▶ _ACTIONS TO TAKE_:
1 – In the passage on Zinnemann's Act of Violence, why do the survivors in Wilder's image of post-war Germany become animals? Answer in one to three sentences.
2 – In the passage on Zinnemann's Act of Violence, take the part that opens with the words containing "Like Lang and" and closes with "arise from this.", and write it out again with "surfaces" substituted for "appearances".
3 – Extend the passage on Zinnemann's Act of Violence beyond its final sentence.

▶ _SELECTED EXTRACT_:

After the war, Zinnemann’s Act of Violence (1948) turns its stalker, Joe Parkson (Robert Ryan),
into a type of human beast, wounded and limping. If in A Foreign Affair Wilder creates an image of post-war Germany as one
in which the survivors become animals out of the need for self-preservation,
and in which a landscape of urban ruins dominates, Zinnemann’s film examines an
immediate post-war America literally rebuilding itself: the object of Parkson’s
aggression, Frank Enley (Van Heflin), is a building contactor. However, the
world of Act of Violence does not
derive its focus from the need to rewrite the past through the elimination of
wartime ruins, but from the need to build anew, to effectively write over the
past through architecture. While Enley is treated by the public and the press
as a war hero, he was, in fact, responsible for the death of most of the men in
his outfit after they had all been captured by the Nazis. The injured Parkson
survived, now intent on revenge and murder, and the film charts (in a
remarkably compressed 82 minutes) the set of responses Parkson’s stalking
generates among four characters, not only Parkson and Enley but also Enley’s
wife Edith (Janet Leigh) and Parkson’s girlfriend Ann Sturges (Phyllis
Thaxter).
Like Lang and
Preminger, Zinnemann was a Viennese native. Act
of Violence (as in the films of these other two directors) demonstrates a
concern with appearances and with the ethical choices that the protagonists and
the audience must make in relation to the issues that arise from this.

Region segmentation data:
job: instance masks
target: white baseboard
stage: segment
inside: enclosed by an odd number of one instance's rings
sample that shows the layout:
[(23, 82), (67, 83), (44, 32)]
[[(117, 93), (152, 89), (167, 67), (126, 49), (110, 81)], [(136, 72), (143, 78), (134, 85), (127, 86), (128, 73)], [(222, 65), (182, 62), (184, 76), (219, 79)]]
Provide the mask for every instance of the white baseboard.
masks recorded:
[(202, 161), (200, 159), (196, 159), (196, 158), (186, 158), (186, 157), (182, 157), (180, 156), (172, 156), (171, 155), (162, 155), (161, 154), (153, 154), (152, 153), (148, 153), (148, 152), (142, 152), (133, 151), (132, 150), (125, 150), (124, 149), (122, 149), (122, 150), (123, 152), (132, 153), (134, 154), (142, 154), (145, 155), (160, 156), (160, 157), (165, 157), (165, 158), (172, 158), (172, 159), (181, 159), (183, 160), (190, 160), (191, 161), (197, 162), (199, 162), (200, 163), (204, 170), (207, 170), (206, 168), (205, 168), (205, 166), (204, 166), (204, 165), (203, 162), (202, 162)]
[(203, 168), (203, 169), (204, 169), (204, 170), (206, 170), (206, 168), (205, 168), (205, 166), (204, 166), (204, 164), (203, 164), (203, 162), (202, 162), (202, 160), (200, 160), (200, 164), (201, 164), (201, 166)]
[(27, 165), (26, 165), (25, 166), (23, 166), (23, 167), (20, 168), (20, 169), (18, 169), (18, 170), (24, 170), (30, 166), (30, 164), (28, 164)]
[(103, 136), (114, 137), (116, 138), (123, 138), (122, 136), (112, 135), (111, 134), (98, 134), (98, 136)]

* * *

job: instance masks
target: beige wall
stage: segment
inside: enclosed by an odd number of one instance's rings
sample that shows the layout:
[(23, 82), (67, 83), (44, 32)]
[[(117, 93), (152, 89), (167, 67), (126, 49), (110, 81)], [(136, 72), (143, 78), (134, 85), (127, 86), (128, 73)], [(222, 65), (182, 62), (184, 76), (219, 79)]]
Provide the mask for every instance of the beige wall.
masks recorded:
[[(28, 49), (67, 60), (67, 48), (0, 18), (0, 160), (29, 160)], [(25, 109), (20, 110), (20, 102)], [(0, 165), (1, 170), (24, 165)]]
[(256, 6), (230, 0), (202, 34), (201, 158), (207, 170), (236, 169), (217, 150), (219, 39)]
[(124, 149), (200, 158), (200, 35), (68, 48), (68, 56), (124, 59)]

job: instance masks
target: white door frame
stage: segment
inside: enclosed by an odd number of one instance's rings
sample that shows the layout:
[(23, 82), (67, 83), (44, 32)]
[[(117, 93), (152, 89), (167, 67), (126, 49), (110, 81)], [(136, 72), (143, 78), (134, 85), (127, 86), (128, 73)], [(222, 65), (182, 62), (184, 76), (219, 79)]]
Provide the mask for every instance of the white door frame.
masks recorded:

--

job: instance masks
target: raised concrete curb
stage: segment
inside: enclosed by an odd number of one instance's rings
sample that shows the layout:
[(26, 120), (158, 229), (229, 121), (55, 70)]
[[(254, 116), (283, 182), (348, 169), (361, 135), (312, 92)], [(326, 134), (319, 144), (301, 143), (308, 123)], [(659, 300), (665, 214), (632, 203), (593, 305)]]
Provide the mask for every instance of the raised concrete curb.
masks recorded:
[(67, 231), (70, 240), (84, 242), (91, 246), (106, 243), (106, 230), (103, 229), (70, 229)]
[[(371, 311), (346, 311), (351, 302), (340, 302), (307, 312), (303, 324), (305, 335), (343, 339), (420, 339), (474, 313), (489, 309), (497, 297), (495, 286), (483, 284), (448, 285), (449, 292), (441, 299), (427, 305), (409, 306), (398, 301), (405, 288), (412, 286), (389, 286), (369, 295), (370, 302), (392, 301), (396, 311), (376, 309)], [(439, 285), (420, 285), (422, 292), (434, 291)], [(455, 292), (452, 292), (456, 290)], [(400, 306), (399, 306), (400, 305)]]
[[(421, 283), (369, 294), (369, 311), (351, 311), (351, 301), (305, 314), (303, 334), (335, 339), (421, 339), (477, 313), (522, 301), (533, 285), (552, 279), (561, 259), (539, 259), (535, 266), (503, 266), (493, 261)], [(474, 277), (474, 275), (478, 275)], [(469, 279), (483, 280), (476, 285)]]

▶ _RESULTS BY TASK_:
1 – In A Foreign Affair, Wilder portrays post-war Germany as a place where the survivors become animals out of the need for self-preservation.

2 –
Like Lang and
Preminger, Zinnemann was a Viennese native. Act
of Violence (as in the films of these other two directors) demonstrates a
concern with surfaces and with the ethical choices that the protagonists and
the audience must make in relation to the issues that arise from this.

3 –
Nevertheless, Zinnemann’s work, while far from oblivious to the complexities of
the issues it is addressing, tends to resolve itself on a different level from
Lang and Preminger. Moral conflicts in Zinnemann avoid the scepticism and
suspended meaning so central to Lang and Preminger in favour of a more literal
dramatisation of moral conflict. Enley undergoes a crisis of conscience at the
end and dies in a struggle with a man he had initially hired to murder Parkson.
The sight of Enley’s death causes Parkson’s thirst for revenge to be
immediately extinguished; the film ends with Parkson (accompanied by his loving
girlfriend) limping off to inform Edith of her husband’s death. A happy ending
of sorts, in which the stalking ends not by killing the stalker but by killing
the ‘hero’ linked with the act of rebuilding post-war America. However, it is
implied that the collective perception of Enley as a hero will remain intact: the
spectators observing the violent struggle between Enley and the hit man
immediately misinterpret it as Enley attempting to suppress a holdup. The
structure of stalking is terminated, as is the psychosis that accompanies it,
but a post-war culture happily building itself on myth continues.
In Preminger’s Angel Face (1952), Diane Tremayne (Jean
Simmons) and her father Charles (Herbert Marshall), living in Beverly Hills
with Charles’s second wife, are survivors of a wartime England in which Diane’s
mother perished in an air raid. Preminger does not, however, create any degree
of pathos out of this situation, nor does he serve to locate any particular
trauma or pathology on the part of Diane. Nevertheless, Diane is herself a kind
of stalker but (in a manner typical of Preminger) indirect and more insidious
in her methods than what we find in Zinnemann’s film. Her first name evokes the
goddess of the hunt and, like the ‘original’ Diana, she is also linked (as the
title indicates) with chastity and purity. (Twenty years old, she doesn’t drink
or smoke.) This linkage, however, is entirely ironic in nature, as Diane also
serves as a femme fatale, literally
chasing after and then luring ambulance driver Frank Jessup (Robert Mitchum)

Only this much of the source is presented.